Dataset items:
--

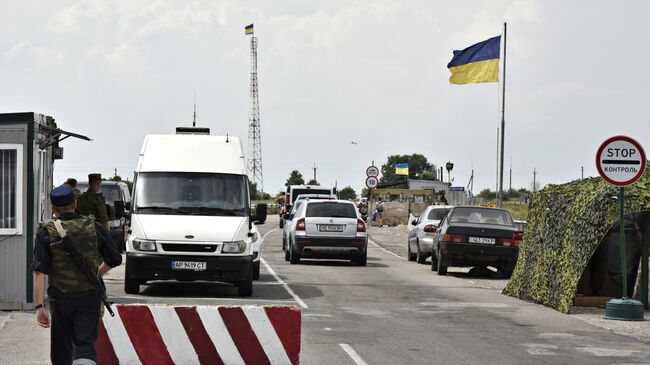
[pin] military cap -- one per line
(94, 177)
(62, 196)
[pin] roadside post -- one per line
(621, 161)
(644, 259)
(372, 181)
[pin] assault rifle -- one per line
(82, 264)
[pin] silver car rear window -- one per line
(333, 210)
(437, 214)
(481, 216)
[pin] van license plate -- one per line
(188, 265)
(331, 228)
(484, 240)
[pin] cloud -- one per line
(24, 53)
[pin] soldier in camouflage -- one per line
(92, 202)
(74, 303)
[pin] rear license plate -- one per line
(483, 240)
(331, 228)
(188, 265)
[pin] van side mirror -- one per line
(260, 215)
(119, 209)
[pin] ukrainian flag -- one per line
(402, 168)
(477, 63)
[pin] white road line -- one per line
(284, 285)
(218, 332)
(266, 335)
(353, 354)
(120, 339)
(178, 343)
(385, 250)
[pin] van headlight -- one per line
(144, 245)
(233, 247)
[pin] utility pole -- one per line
(496, 189)
(510, 188)
(194, 115)
(254, 130)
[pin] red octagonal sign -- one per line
(621, 161)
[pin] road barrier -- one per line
(156, 334)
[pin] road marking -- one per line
(353, 354)
(599, 351)
(385, 250)
(284, 285)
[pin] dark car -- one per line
(476, 236)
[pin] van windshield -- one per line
(191, 193)
(111, 192)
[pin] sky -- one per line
(330, 73)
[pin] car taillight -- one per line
(507, 242)
(515, 241)
(458, 238)
(300, 225)
(430, 228)
(361, 226)
(518, 238)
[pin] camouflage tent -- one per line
(566, 223)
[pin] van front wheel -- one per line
(256, 270)
(131, 286)
(245, 287)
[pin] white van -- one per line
(191, 217)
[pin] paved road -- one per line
(397, 312)
(389, 312)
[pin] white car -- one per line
(420, 238)
(331, 229)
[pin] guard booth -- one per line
(29, 145)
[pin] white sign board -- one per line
(372, 171)
(372, 182)
(621, 161)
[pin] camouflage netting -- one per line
(566, 223)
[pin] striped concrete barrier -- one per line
(156, 334)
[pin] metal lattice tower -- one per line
(254, 136)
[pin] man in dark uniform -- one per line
(75, 305)
(92, 202)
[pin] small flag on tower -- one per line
(477, 63)
(402, 168)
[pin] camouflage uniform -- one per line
(91, 203)
(74, 302)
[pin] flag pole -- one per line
(503, 118)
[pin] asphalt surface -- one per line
(390, 312)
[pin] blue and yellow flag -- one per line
(477, 63)
(402, 168)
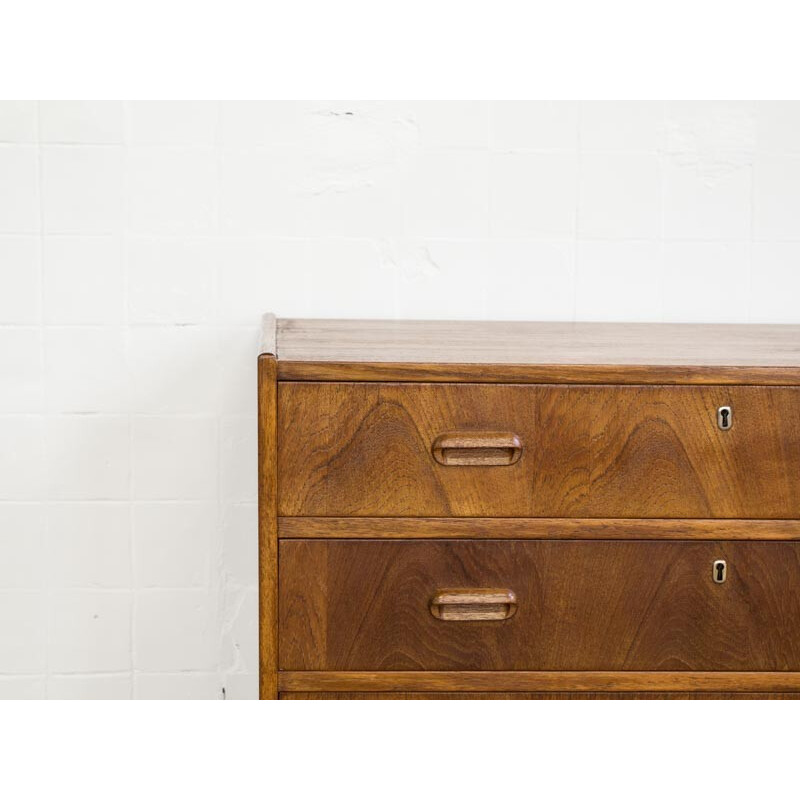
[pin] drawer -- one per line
(443, 450)
(538, 605)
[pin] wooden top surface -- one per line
(531, 343)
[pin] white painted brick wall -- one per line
(140, 242)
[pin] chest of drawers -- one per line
(455, 509)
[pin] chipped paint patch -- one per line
(408, 260)
(712, 138)
(351, 146)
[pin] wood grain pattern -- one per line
(520, 528)
(538, 343)
(267, 528)
(360, 449)
(537, 373)
(540, 696)
(581, 605)
(733, 682)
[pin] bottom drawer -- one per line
(539, 605)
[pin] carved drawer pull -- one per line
(486, 449)
(473, 604)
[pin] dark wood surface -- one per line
(359, 449)
(521, 528)
(540, 696)
(522, 681)
(536, 373)
(581, 605)
(533, 343)
(267, 528)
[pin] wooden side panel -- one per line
(267, 528)
(540, 696)
(581, 605)
(588, 451)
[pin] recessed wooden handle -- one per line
(477, 449)
(473, 604)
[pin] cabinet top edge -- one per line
(534, 344)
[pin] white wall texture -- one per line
(140, 242)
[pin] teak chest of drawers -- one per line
(531, 510)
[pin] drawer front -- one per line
(349, 449)
(577, 605)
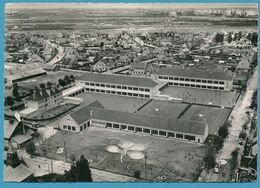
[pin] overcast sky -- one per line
(122, 5)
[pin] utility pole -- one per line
(145, 167)
(65, 151)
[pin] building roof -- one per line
(43, 94)
(243, 64)
(48, 67)
(253, 163)
(18, 174)
(143, 120)
(194, 73)
(9, 128)
(118, 79)
(21, 138)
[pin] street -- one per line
(238, 117)
(42, 166)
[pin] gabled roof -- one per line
(194, 73)
(243, 64)
(118, 79)
(253, 163)
(9, 128)
(144, 120)
(18, 174)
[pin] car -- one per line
(216, 169)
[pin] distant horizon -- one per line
(10, 6)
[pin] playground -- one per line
(146, 157)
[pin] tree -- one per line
(235, 37)
(223, 131)
(242, 135)
(30, 148)
(84, 173)
(234, 153)
(239, 36)
(15, 91)
(218, 142)
(9, 101)
(72, 78)
(229, 37)
(61, 82)
(137, 174)
(49, 84)
(219, 37)
(254, 38)
(67, 79)
(210, 160)
(42, 86)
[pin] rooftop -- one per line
(194, 73)
(43, 94)
(118, 79)
(18, 174)
(144, 120)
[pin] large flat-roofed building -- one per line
(183, 130)
(195, 78)
(118, 85)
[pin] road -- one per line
(116, 70)
(42, 166)
(239, 118)
(60, 54)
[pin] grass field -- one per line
(52, 77)
(165, 108)
(115, 102)
(179, 161)
(215, 117)
(202, 96)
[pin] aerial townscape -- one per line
(130, 92)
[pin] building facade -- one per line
(182, 130)
(195, 79)
(118, 85)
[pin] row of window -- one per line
(150, 131)
(192, 80)
(196, 86)
(84, 126)
(117, 86)
(118, 93)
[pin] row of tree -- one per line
(216, 145)
(252, 37)
(79, 172)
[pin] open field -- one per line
(115, 102)
(179, 160)
(215, 117)
(203, 96)
(165, 108)
(50, 77)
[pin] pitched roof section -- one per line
(9, 128)
(243, 64)
(43, 94)
(18, 174)
(194, 73)
(118, 79)
(143, 120)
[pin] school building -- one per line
(144, 124)
(195, 78)
(117, 85)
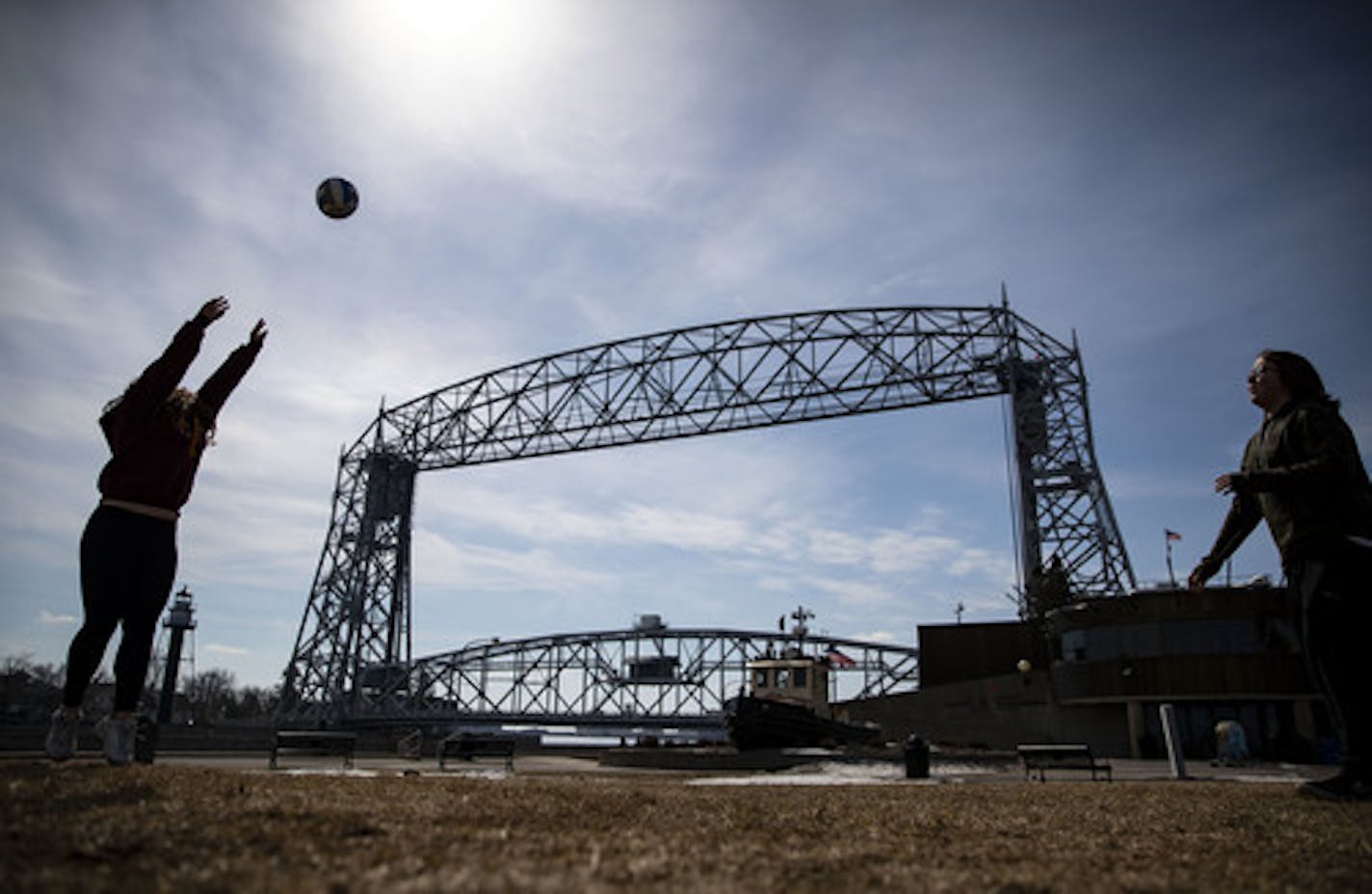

--

## [Task prompt]
Only the records are wanted, copied exactly, with the pictures dropped.

## [Exercise response]
[pin] military cap -- one per line
(94, 177)
(62, 196)
[pin] roadside post -- one per line
(621, 161)
(644, 259)
(372, 181)
[pin] assault rifle -- one per line
(82, 264)
[pin] silver car rear window -- one per line
(333, 210)
(437, 214)
(481, 216)
[pin] van license plate -- one per line
(188, 265)
(331, 228)
(484, 240)
[pin] cloud -- one per line
(24, 53)
[pin] soldier in camouflage -- one per line
(92, 202)
(74, 303)
[pin] rear license plate -- one per line
(483, 240)
(331, 228)
(188, 265)
[pin] van side mirror -- one per line
(260, 215)
(119, 209)
[pin] ukrainian flag -- one per line
(402, 168)
(477, 63)
[pin] white road line -- one per line
(284, 285)
(218, 332)
(266, 335)
(353, 354)
(120, 339)
(178, 343)
(385, 250)
[pin] van headlight -- one per line
(144, 245)
(233, 247)
[pin] utility pole -- one per line
(496, 189)
(510, 188)
(194, 115)
(254, 130)
[pin] red octagonal sign -- one per line
(621, 161)
[pin] road barrier -- one per line
(156, 334)
[pin] road marking -- one per line
(353, 354)
(599, 351)
(385, 250)
(284, 285)
[pin] dark car -- one per line
(476, 236)
[pin] van windshield -- one per line
(191, 193)
(111, 192)
[pin] sky -- one per line
(330, 73)
[pin] car taillight -- one per line
(507, 242)
(515, 241)
(458, 238)
(300, 225)
(430, 228)
(361, 226)
(518, 238)
[pin] camouflage tent -- one per line
(566, 223)
[pin] van front wheel -- one per line
(256, 270)
(131, 286)
(245, 287)
[pin] white van -- one per line
(191, 217)
[pin] paved road -- one per line
(397, 312)
(389, 312)
[pin] white car -- one per line
(420, 238)
(331, 229)
[pin] guard booth -- one per line
(29, 145)
[pin] white sign board -- one per line
(372, 171)
(372, 182)
(621, 161)
[pin] camouflage netting -- one per line
(566, 223)
[pin] striped concrete barrier -- one per line
(156, 334)
[pin] metal lattice tower -- one per line
(254, 136)
[pin] man in dark uniform -- one per line
(75, 305)
(92, 202)
[pin] small flag on tower -- one per line
(477, 63)
(402, 168)
[pin] camouflage uniform -- one per line
(91, 203)
(74, 302)
[pin] flag pole -- one per line
(503, 118)
[pin] asphalt surface -- one per line
(390, 312)
[pin] blue and yellow flag -- one per line
(477, 63)
(402, 168)
[pin] drawer -- one per line
(443, 450)
(538, 605)
[pin] wooden top surface -- one per line
(531, 343)
[pin] white painted brick wall -- one per line
(140, 242)
[pin] chest of drawers -- one per line
(455, 509)
[pin] chipped paint patch -- one per line
(408, 260)
(712, 138)
(351, 146)
[pin] wood grain pattern -- one per line
(520, 528)
(538, 343)
(267, 528)
(360, 449)
(537, 373)
(540, 696)
(581, 605)
(733, 682)
[pin] bottom drawer -- one per line
(539, 605)
[pin] carved drawer pull -- one per line
(486, 449)
(473, 604)
[pin] dark wood surface -- one per line
(359, 449)
(521, 528)
(540, 696)
(522, 681)
(536, 373)
(581, 605)
(533, 343)
(267, 528)
[pin] wooden side panel -- one per line
(267, 528)
(540, 696)
(581, 605)
(588, 451)
[pin] recessed wooden handle -- one per line
(477, 449)
(473, 604)
[pin] cabinet top edge -- one per line
(534, 344)
[pin] white wall texture -- one per line
(140, 242)
[pin] teak chest of drawers -- one per line
(531, 510)
[pin] drawer front -- one per line
(349, 449)
(577, 605)
[pin] overcast sky -- one per line
(122, 5)
[pin] utility pole -- one per line
(145, 167)
(65, 151)
[pin] building roof -- one per line
(43, 94)
(243, 64)
(48, 67)
(253, 163)
(18, 174)
(143, 120)
(194, 73)
(9, 128)
(118, 79)
(21, 138)
[pin] street -- one per line
(238, 117)
(42, 166)
[pin] gabled roof -- one per line
(194, 73)
(243, 64)
(118, 79)
(253, 163)
(9, 128)
(144, 120)
(18, 174)
[pin] car -- one per line
(216, 169)
[pin] distant horizon -- one per line
(10, 6)
[pin] playground -- one per line
(146, 157)
[pin] tree -- one per line
(235, 37)
(223, 131)
(242, 135)
(30, 148)
(84, 173)
(234, 153)
(239, 36)
(15, 91)
(218, 142)
(9, 101)
(72, 78)
(229, 37)
(61, 82)
(137, 174)
(49, 84)
(219, 37)
(254, 38)
(67, 79)
(210, 160)
(42, 86)
[pin] rooftop -- one per line
(194, 73)
(43, 94)
(118, 79)
(18, 174)
(144, 120)
[pin] large flat-roofed building -- one per line
(183, 130)
(195, 78)
(118, 85)
[pin] road -- one per line
(116, 70)
(42, 166)
(239, 118)
(60, 54)
[pin] grass field -- one per line
(52, 77)
(165, 108)
(115, 102)
(179, 161)
(215, 117)
(202, 96)
[pin] aerial townscape -- one per line
(130, 92)
[pin] building facade -- one per line
(182, 130)
(195, 79)
(118, 85)
[pin] row of window -- one per line
(150, 131)
(192, 80)
(196, 86)
(84, 126)
(117, 86)
(118, 93)
[pin] row of tree -- one per line
(216, 145)
(252, 37)
(79, 172)
[pin] open field -- one per line
(115, 102)
(179, 160)
(215, 117)
(203, 96)
(165, 108)
(50, 77)
[pin] pitched roof section -- one per line
(9, 128)
(243, 64)
(43, 94)
(18, 174)
(194, 73)
(118, 79)
(143, 120)
[pin] school building -- one per line
(144, 124)
(195, 78)
(117, 85)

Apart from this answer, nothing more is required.